Directives:
- A) In the distributor thread, what part number does the quoted post give?
- B) Print the part of the distributor thread that starts at the words "That comes from" and ends after the words "to know either.".
- C) Proceed with the forum thread about choosing a distributor for a 16v Weber setup, picking up from the point where it stops.

Page extract:
— START —
# what kind of distributor for 16v with weber



## vweatrice (May 24, 2006)

Hi, I want a distributor with a vacuum, not the electronic one that the 16v have, it's for my 16v weber setup. I think I need a Saab 8v turbo distributor but I'm not pretty sure. Can someone help me please??? Thx.


----------



## ABA Scirocco (May 30, 2001)

*Re: what kind of distributor for 16v with weber (vweatrice)*


_Quote, originally posted by *corrado25* »_You need one from a saab 900 82-87 non-turbo
engine: B201I part# 0237021014
There lots of places in the states to buy a new one

That comes from this thread. Search is your friend.


----------



## Big CADDY (Aug 28, 2001)

*Re: what kind of distributor for 16v with weber (ABA Scirocco)*

ok, but why do you see most of these setups with the vaccum line disconnected.. why not just run the factory 16v dizzy if your not gonna hook up the vaccum. I have a saab dizzy and a VW one, I'm not sure which to use.. I also will run the MSD 6A which I have read can give you a nice timing curve if you swap two wires. still trying to figure out which wires to swap. 12 for 12 doesn't seem to know either.
— END —
Extracted material:
— START —
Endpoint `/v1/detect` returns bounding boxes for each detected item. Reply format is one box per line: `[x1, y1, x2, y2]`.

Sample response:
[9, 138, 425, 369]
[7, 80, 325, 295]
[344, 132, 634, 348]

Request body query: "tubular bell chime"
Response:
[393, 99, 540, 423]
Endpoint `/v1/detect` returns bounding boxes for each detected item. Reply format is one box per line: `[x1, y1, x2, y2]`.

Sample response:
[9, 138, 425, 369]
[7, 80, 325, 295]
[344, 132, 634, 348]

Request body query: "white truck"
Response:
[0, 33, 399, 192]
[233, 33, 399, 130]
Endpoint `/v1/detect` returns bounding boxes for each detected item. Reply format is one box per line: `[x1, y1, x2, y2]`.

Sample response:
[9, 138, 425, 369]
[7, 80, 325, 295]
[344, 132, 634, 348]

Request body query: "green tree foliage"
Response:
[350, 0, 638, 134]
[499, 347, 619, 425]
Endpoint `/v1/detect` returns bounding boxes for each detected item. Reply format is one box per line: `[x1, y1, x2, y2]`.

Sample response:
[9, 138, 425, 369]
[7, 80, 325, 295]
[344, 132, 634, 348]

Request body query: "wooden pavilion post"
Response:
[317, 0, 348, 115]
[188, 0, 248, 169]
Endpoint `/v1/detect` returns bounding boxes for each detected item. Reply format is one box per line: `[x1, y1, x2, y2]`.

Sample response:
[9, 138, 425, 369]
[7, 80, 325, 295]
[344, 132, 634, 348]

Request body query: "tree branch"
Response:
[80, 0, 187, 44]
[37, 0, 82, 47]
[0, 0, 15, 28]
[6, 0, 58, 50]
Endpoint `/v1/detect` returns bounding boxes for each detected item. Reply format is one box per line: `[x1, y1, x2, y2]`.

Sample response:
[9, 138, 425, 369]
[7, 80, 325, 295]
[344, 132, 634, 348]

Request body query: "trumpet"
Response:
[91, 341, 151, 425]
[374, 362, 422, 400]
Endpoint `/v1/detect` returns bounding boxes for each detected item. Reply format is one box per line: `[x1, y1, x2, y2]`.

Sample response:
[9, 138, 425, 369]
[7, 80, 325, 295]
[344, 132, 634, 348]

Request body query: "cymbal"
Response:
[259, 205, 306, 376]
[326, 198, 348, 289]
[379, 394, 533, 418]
— END —
— START —
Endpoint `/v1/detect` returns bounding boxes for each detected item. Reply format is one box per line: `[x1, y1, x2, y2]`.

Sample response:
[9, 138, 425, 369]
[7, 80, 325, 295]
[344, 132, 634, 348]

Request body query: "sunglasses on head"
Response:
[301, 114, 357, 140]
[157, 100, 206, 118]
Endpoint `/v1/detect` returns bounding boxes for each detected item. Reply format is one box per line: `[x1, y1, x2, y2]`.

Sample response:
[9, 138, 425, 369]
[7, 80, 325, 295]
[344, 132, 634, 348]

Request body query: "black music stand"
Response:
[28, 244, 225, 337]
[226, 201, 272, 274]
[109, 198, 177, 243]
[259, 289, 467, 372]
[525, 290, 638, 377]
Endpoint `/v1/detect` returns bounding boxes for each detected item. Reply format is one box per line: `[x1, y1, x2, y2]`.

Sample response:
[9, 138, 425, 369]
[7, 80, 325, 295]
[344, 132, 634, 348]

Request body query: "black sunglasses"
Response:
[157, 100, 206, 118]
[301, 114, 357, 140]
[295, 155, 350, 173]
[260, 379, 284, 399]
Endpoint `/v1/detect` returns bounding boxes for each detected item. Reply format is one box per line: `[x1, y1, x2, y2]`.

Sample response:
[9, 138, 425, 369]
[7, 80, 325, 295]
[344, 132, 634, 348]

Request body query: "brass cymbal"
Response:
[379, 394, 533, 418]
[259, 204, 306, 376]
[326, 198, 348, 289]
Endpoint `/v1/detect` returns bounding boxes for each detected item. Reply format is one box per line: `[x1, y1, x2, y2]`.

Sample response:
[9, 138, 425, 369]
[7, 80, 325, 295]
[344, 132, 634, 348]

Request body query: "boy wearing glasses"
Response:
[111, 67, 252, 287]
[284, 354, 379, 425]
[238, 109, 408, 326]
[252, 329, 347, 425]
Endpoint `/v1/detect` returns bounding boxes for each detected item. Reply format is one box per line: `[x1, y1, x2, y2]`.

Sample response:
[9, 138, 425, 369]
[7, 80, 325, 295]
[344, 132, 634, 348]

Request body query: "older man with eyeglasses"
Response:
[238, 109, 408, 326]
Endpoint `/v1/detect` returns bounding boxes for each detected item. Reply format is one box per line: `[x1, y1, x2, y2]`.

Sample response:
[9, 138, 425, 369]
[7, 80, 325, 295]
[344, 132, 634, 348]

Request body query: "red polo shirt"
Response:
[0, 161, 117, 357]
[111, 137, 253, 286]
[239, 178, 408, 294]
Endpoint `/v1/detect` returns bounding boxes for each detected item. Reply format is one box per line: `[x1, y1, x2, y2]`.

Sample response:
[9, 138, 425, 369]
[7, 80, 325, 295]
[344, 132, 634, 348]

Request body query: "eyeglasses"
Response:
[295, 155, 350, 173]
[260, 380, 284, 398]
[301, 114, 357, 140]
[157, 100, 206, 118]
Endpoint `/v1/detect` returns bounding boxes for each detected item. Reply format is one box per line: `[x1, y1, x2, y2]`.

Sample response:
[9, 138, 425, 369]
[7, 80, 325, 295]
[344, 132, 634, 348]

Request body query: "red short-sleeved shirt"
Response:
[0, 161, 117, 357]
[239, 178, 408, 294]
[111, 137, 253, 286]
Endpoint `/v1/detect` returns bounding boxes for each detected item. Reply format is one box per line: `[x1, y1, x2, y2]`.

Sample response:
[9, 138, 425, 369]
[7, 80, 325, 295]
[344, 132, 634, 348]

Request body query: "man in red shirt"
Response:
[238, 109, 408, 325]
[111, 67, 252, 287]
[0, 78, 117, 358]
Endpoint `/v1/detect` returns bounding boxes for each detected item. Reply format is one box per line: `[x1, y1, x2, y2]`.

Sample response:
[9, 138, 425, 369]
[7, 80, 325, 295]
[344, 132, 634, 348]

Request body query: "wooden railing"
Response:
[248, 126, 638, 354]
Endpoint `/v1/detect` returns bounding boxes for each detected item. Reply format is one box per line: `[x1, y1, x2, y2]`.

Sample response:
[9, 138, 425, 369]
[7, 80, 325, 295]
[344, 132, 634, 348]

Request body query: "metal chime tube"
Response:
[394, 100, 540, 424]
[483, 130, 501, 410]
— END —
Results in order:
- A) 0237021014

- B)
That comes from this thread. Search is your friend.


----------



## Big CADDY (Aug 28, 2001)

*Re: what kind of distributor for 16v with weber (ABA Scirocco)*

ok, but why do you see most of these setups with the vaccum line disconnected.. why not just run the factory 16v dizzy if your not gonna hook up the vaccum. I have a saab dizzy and a VW one, I'm not sure which to use.. I also will run the MSD 6A which I have read can give you a nice timing curve if you swap two wires. still trying to figure out which wires to swap. 12 for 12 doesn't seem to know either.

- C)
----------



## ABA Scirocco (May 30, 2001)

*Re: what kind of distributor for 16v with weber (Big CADDY)*


_Quote, originally posted by *Big CADDY* »_ok, but why do you see most of these setups with the vacuum line disconnected.. why not just run the factory 16v dizzy if your not gonna hook up the vacuum. I have a saab dizzy and a VW one, I'm not sure which to use.

Use the Saab distributor unless you're not using something like the stock knock sensor control unit (KSU) or an MSD timing computer. Note: the MSD 6A is NOT a timing computer and I'm not sure about that switching the wires thing. I've heard of that but don't know anybody that's actually done it, however it would be real easy to corfirm or refute with just a timing so it might be worth experimenting with.
The VW distributor is completely locked NO advance of any kind built in to it instead, all advance functions are handled by the KSU or timing computer. On the other hand, the Saab distributor not only has vacuum advance, it also has a centrifugal mechanical advance so even without the vacuum connected there's still an RPM based advance curve.
And the reason you often see the vacuum advance disconnected is because the vacuum signal with multiple carburetion or big cams is often weak and/or erratic plus the vacuum drops off very rapidly when the throttles are opened so connecting it to the distributor would at best, have little or no effect and at worst, give you erratic timing at or slightly above idle.
I hope that all make sense.



_Modified by ABA Scirocco at 1:58 PM 5-28-2006_


----------



## Big CADDY (Aug 28, 2001)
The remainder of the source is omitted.